--- Work required ---
Copy each line of the records exactly, stopping only after the line that contains "contain the hedge." has been written, and leave pictures out.

Top of Excerpted data

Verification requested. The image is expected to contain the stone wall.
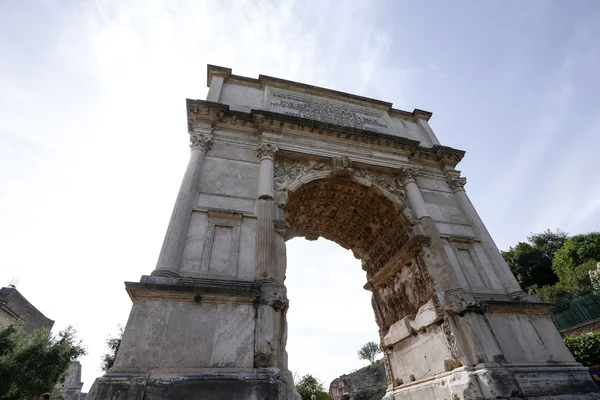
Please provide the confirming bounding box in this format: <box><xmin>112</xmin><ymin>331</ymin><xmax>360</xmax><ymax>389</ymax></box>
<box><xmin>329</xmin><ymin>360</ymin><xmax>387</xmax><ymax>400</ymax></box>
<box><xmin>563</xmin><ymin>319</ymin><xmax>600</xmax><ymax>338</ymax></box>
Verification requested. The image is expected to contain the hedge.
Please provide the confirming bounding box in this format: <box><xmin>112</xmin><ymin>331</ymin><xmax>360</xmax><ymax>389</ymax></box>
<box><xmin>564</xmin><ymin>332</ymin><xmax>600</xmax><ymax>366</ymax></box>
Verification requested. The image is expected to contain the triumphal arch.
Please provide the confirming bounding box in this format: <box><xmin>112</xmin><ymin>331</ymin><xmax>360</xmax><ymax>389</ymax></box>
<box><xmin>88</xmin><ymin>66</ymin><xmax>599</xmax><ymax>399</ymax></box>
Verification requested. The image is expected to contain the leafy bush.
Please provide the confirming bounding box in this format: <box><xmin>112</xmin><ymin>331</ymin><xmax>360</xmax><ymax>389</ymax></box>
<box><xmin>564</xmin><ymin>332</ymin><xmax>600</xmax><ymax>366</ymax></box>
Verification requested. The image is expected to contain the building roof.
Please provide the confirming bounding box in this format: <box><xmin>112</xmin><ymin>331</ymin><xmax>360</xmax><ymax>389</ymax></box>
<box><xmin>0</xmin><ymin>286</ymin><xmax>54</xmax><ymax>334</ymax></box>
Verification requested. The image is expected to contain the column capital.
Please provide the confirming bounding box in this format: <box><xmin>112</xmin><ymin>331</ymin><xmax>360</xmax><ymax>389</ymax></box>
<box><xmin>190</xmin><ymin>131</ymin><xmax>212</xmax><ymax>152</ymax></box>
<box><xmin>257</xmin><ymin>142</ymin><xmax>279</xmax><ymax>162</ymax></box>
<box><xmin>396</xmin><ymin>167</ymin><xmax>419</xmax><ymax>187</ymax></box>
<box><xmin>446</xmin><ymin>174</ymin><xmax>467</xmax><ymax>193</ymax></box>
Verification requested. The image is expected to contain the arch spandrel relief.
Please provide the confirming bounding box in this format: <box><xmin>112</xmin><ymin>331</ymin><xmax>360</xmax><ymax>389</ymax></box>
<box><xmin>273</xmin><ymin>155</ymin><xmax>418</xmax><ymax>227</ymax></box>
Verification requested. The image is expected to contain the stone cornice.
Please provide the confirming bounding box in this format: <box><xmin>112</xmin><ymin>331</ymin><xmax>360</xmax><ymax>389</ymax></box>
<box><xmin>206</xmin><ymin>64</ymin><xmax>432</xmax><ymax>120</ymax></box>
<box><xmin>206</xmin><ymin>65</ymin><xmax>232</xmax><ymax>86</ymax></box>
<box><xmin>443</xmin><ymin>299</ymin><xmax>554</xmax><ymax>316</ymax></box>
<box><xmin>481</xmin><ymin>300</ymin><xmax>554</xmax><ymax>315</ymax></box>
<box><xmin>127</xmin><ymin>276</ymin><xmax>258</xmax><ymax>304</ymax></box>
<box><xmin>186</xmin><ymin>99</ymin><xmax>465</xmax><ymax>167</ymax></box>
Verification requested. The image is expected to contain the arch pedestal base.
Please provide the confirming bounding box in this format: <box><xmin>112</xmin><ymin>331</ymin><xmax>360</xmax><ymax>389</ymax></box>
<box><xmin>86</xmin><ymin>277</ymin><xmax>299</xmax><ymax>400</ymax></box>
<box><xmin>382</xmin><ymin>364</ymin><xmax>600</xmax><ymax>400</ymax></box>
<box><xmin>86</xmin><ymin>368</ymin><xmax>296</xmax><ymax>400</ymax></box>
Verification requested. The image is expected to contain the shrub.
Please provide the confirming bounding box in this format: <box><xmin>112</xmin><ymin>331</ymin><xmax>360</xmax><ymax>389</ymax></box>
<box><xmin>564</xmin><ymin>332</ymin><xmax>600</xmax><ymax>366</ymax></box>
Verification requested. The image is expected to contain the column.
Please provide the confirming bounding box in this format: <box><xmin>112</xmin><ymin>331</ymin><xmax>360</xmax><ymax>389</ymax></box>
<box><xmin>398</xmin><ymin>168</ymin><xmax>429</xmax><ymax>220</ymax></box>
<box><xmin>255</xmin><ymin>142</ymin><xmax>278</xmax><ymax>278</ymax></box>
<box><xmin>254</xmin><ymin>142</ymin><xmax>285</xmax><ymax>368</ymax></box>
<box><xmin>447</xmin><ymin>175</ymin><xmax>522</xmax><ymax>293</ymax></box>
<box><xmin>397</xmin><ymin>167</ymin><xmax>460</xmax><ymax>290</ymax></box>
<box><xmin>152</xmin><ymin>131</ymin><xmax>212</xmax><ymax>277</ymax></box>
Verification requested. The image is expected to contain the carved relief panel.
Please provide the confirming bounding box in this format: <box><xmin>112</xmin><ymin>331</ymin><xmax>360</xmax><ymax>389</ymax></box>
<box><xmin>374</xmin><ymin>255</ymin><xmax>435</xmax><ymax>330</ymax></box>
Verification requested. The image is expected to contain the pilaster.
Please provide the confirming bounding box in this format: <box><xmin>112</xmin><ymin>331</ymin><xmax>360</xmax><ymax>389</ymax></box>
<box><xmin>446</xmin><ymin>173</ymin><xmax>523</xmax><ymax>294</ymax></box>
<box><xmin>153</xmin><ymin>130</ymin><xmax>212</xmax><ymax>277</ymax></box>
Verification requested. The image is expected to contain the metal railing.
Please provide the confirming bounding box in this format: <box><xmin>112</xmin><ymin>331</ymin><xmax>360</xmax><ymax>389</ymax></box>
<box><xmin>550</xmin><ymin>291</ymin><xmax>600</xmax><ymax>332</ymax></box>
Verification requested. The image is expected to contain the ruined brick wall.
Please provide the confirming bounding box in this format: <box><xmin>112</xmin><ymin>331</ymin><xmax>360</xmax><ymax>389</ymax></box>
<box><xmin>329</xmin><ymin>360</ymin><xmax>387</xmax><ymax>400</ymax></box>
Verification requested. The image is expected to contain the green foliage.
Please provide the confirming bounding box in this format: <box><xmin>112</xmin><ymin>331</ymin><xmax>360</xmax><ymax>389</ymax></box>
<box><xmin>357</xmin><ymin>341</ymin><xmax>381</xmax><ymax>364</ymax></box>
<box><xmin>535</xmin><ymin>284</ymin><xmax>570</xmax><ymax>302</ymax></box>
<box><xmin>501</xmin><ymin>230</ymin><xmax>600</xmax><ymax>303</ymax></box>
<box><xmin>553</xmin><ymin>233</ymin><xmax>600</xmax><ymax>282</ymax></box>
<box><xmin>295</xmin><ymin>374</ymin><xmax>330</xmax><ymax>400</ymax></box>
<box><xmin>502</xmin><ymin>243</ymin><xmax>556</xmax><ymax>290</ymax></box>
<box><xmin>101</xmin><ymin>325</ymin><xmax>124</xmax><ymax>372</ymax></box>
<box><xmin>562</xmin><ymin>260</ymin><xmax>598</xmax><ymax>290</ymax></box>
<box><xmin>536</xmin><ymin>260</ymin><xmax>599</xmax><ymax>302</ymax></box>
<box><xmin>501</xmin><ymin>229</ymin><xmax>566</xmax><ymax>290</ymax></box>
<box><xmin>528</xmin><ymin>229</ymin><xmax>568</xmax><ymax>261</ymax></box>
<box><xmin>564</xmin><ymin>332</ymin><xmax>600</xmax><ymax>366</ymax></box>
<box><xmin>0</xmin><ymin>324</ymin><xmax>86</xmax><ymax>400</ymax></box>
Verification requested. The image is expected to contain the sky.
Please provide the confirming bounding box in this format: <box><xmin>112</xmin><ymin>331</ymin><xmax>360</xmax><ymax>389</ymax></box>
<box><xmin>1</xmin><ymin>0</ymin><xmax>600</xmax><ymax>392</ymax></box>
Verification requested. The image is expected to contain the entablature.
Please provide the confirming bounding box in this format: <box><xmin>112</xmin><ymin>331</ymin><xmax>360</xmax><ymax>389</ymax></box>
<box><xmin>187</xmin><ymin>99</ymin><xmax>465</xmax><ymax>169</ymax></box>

Bottom of Excerpted data

--- Answer area ---
Verification requested. The image is expected to contain the stone wall.
Please provide the confirming bounding box in this format: <box><xmin>112</xmin><ymin>331</ymin><xmax>360</xmax><ymax>389</ymax></box>
<box><xmin>329</xmin><ymin>360</ymin><xmax>387</xmax><ymax>400</ymax></box>
<box><xmin>563</xmin><ymin>319</ymin><xmax>600</xmax><ymax>338</ymax></box>
Verification requested. The image is expected to contain the hedge.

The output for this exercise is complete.